WORK REQUIRED: Retype the portion of the passage on the 1960s and '70s Los Angeles art scene between "L.A. was smaller" and "the east valley.", inclusive.

SOURCE DOCUMENT:
== Segment start ==

In the 1960s and ‘70s, L.A.’s art scene arrived. How this came about, and what it was like to be part of the big shift, was the focus of a recent conversation with curators Barbara Haskell, Jane Livingston, and Helene Winer, moderated by Andrew Perchuk, at the Getty Center. (You can see a video of the full event here.)
L.A. was smaller in the ’60s. Artistic communities were flourishing from Venice to Pasadena to Topanga, but everyone went everywhere. And why not? It only took half an hour to get from the beach to the east valley.
Spaces of creativity and collaboration were sprouting up across town. Print-making workshops Tamarind and Gemini GEL were training up-and-comers and luring New Yorkers like Frank Stella and Roy Lichtenstein to art’s “second city.” The Ferus Gallery and Nicholas Wilder were not only showing the newest and latest, but evangelizing it to anyone who walked in the door. The Pasadena Museum of Art was filling its big new space with L.A. art, while Artforum was giving local artists real critical attention. And presiding over it all were men of intellect and aura: Walter Hopps, Maurice Tuchman, John Coplans.

== Segment end ==

Data items
== Segment start ==

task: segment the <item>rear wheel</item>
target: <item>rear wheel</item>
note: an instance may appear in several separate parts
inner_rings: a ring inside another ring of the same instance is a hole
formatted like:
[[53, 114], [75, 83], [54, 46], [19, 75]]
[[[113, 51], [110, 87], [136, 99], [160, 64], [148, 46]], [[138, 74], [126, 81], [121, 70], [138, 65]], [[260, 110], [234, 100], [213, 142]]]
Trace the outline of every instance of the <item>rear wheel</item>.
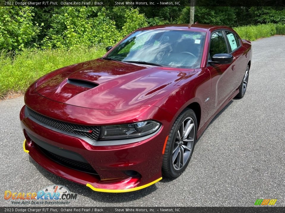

== Segment end ==

REPLY TO THE TASK:
L.A. was smaller in the ’60s. Artistic communities were flourishing from Venice to Pasadena to Topanga, but everyone went everywhere. And why not? It only took half an hour to get from the beach to the east valley.